▸ **Tasks to carry out**
1. Which time values does the DISTINCT skip scan thread below report on its "Time:" lines?
2. Could you rewrite the part of the DISTINCT skip scan thread below that begins at the words "As an exercise" and stops after "you might have.", putting "very rough" in place of "extremely buggy"?

▸ **Article**
┄┄┄┄┄┄┄┄┄┄┄┄┄┄┄┄┄┄┄┄

Thread: DISTINCT with btree skip scan

DISTINCT with btree skip scan

From
Thomas Munro
Date:
Hello

As an exercise I hacked up the simplest code I could think of that would demonstrate a faster DISTINCT based on skipping ahead to the next distinct value in an index-only scan. Please see the attached (extremely buggy) patch, and the example session below.  (It's against my natural instinct to send such half-baked early hacking phase code to the list, but thought it would make sense to demo the concept and then seek advice, warnings, cease and desist notices etc before pressing on down that route!)  I would be most grateful for any feedback you might have.

Best regards,

Thomas Munro

postgres=# create table foo (a int, b int, primary key (a, b));
CREATE TABLE
Time: 9.002 ms
postgres=# insert into foo select generate_series(1, 5000000) % 10, generate_series(1, 5000000);
INSERT 0 5000000
Time: 35183.444 ms
postgres=# analyze foo;
ANALYZE
Time: 493.168 ms

postgres=# set enable_hashagg = true;
SET
Time: 0.274 ms
postgres=# explain select distinct a from foo;
┌───────────────────────────────────────────────────────────────────┐
│                            QUERY PLAN                             │
├───────────────────────────────────────────────────────────────────┤
│ HashAggregate  (cost=84624.00..84624.10 rows=10 width=4)          │
│   Group Key: a                                                    │
│   ->  Seq Scan on foo  (cost=0.00..72124.00 rows=5000000 width=4) │
│ Planning time: 0.065 ms                                           │
└───────────────────────────────────────────────────────────────────┘
(4 rows)

Time: 0.500 ms
postgres=# select distinct a from foo;
┌───┐
│ a │
├───┤
│ 6 │
│ 8 │
│ 1 │
│ 2 │
│ 3 │
│ 4 │
│ 5 │
│ 9 │
│ 7 │
│ 0 │
└───┘
(10 rows)

Time: 2017.019 ms

postgres=# set enable_hashagg = false;
SET
Time: 0.302 ms
postgres=# explain select distinct a from foo;
┌─────────────────────────────────────────────────────────────────────────────────────────────────────┐
│                                             QUERY PLAN                                              │
├─────────────────────────────────────────────────────────────────────────────────────────────────────┤
│ Index Only Scan for distinct prefix 1 using foo_pkey on foo  (cost=0.43..263354.20 rows=10 width=4) │
│ Planning time: 0.063 ms                                                                             │
└─────────────────────────────────────────────────────────────────────────────────────────────────────┘
(2 rows)

┄┄┄┄┄┄┄┄┄┄┄┄┄┄┄┄┄┄┄┄

▸ **Provided data**
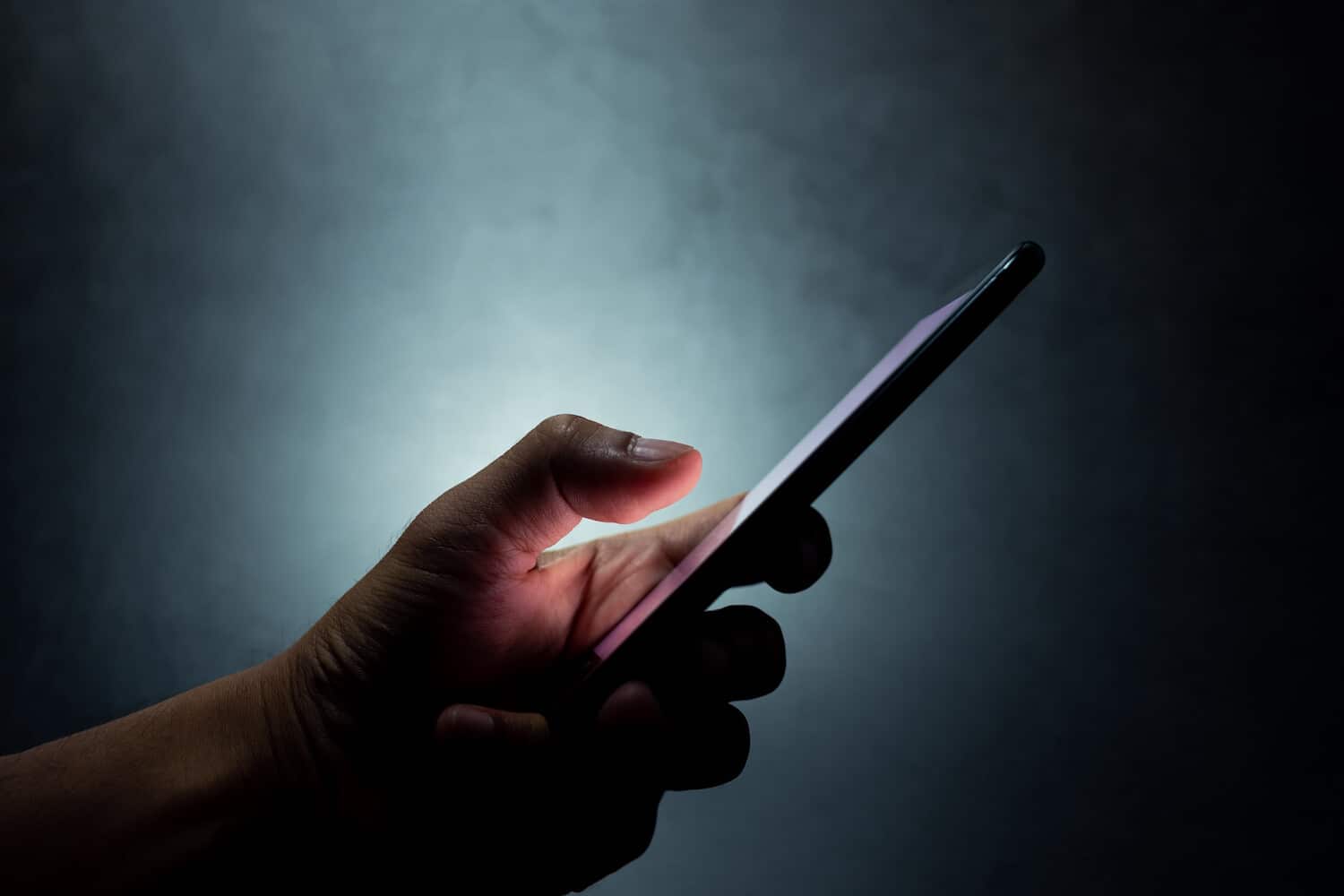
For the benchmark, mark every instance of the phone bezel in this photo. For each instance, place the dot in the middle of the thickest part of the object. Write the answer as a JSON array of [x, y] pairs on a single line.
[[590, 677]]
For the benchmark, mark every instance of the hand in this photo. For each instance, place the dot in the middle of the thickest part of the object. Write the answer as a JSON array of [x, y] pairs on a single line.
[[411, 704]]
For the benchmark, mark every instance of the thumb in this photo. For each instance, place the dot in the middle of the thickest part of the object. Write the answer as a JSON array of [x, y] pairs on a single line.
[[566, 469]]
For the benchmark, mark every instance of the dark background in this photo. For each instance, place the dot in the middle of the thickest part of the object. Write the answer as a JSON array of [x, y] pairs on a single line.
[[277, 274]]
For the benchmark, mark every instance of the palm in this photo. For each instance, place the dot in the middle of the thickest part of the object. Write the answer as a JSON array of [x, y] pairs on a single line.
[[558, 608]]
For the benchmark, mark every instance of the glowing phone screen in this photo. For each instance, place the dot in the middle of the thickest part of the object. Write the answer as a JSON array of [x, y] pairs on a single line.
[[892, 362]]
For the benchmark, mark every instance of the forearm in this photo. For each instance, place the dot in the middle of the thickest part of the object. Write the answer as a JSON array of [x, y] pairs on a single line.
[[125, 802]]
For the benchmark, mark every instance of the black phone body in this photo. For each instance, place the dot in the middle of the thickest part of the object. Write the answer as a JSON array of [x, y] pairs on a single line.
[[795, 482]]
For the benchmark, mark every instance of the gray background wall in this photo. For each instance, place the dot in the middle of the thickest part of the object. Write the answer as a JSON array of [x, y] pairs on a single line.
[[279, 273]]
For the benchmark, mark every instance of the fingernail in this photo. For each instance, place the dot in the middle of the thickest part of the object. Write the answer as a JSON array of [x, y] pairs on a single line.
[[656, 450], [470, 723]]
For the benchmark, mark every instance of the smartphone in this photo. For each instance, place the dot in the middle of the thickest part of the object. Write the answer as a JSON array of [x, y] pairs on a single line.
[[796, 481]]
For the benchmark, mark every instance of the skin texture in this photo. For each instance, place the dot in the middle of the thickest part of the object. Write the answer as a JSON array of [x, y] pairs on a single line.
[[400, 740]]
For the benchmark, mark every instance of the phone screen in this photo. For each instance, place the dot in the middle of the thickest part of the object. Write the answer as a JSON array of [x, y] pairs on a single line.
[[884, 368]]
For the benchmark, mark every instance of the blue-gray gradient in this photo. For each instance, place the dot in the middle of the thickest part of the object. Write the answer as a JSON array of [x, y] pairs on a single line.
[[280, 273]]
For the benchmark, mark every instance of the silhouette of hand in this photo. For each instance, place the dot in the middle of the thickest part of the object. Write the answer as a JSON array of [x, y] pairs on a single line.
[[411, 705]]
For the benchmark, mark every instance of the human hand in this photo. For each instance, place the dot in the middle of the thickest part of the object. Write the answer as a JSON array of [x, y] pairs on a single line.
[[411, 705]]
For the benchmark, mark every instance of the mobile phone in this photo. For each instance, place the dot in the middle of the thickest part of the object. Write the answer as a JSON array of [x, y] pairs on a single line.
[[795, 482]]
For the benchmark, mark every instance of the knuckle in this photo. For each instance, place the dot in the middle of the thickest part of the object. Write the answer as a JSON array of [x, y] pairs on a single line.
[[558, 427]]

┄┄┄┄┄┄┄┄┄┄┄┄┄┄┄┄┄┄┄┄

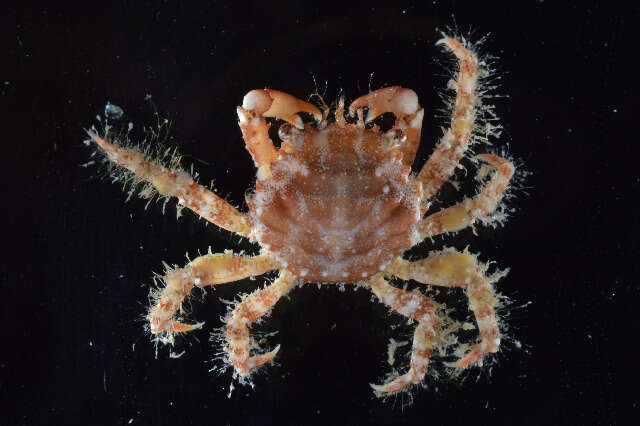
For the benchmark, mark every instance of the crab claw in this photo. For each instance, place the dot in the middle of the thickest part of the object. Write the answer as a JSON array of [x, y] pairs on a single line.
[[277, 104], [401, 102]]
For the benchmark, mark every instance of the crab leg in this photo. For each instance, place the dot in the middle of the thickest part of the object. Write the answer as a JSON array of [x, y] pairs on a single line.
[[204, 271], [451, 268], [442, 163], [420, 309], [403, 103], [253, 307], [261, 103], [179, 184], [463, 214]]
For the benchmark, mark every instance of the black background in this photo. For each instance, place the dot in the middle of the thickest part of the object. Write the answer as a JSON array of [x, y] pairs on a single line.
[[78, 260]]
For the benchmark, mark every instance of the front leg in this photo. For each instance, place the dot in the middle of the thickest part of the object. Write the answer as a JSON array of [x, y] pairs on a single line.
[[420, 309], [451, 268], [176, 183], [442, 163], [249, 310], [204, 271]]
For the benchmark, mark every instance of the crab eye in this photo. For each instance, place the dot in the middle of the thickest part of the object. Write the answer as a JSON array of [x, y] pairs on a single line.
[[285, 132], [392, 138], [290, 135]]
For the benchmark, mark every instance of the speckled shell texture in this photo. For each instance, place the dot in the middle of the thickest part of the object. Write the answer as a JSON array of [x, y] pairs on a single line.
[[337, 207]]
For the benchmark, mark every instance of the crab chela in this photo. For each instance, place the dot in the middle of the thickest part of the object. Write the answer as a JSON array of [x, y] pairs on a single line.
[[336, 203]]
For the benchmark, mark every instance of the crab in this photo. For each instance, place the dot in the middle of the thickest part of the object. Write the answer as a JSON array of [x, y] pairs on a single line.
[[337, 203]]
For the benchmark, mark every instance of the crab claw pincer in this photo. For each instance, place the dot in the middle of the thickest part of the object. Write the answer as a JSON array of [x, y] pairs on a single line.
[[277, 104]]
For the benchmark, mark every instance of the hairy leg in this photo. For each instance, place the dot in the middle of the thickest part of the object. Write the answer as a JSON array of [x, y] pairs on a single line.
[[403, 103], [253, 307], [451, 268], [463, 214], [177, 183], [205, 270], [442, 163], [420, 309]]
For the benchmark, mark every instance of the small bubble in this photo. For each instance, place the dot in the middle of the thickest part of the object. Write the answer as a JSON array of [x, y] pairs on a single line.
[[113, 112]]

┄┄┄┄┄┄┄┄┄┄┄┄┄┄┄┄┄┄┄┄

▸ **Task-by-task results**
1. 9.002 ms, 35183.444 ms, 493.168 ms, 0.274 ms, 0.500 ms, 2017.019 ms, 0.302 ms

2.
As an exercise I hacked up the simplest code I could think of that would demonstrate a faster DISTINCT based on skipping ahead to the next distinct value in an index-only scan. Please see the attached (very rough) patch, and the example session below.  (It's against my natural instinct to send such half-baked early hacking phase code to the list, but thought it would make sense to demo the concept and then seek advice, warnings, cease and desist notices etc before pressing on down that route!)  I would be most grateful for any feedback you might have.